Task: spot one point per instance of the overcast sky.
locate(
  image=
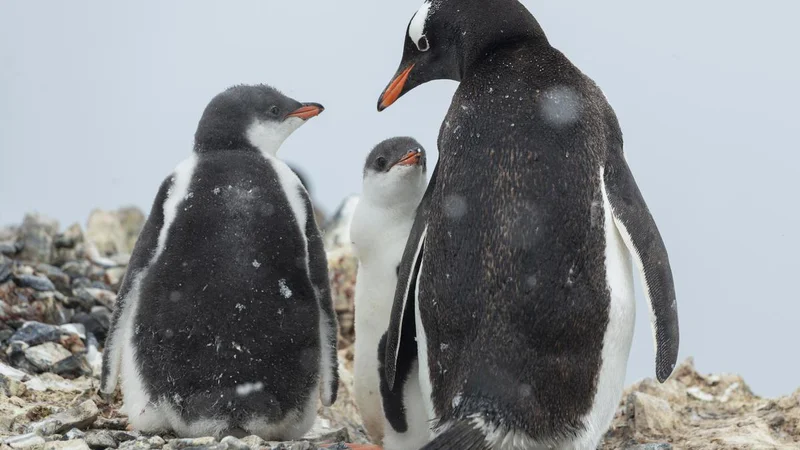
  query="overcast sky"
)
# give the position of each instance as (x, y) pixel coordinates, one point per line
(99, 101)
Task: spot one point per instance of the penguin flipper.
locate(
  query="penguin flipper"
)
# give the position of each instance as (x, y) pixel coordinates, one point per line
(642, 238)
(318, 272)
(141, 258)
(406, 280)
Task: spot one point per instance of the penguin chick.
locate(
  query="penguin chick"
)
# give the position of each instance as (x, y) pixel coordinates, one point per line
(224, 322)
(393, 184)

§ WHAT YOU ARE ASKED TO DO:
Output every line of the listing above verbatim, omitting the pictures.

§ EXERCISE SOLUTION:
Task: spot one point per instance of the overcast sky.
locate(
  image=
  query="overcast sky"
)
# give the position of each instance as (x, y) pixel coordinates, one point per line
(99, 101)
Task: spot one point per instance of the penguin flipper.
locate(
  query="penguin flipper"
)
# give the position of each instance as (x, y) pixel coordinates, one point per line
(642, 238)
(318, 272)
(141, 258)
(406, 280)
Task: spot one point per instance of the penguin chick.
locate(
  query="penguin chick"
)
# give the position of each instance as (x, y) pixel coordinates, one point per line
(224, 322)
(393, 184)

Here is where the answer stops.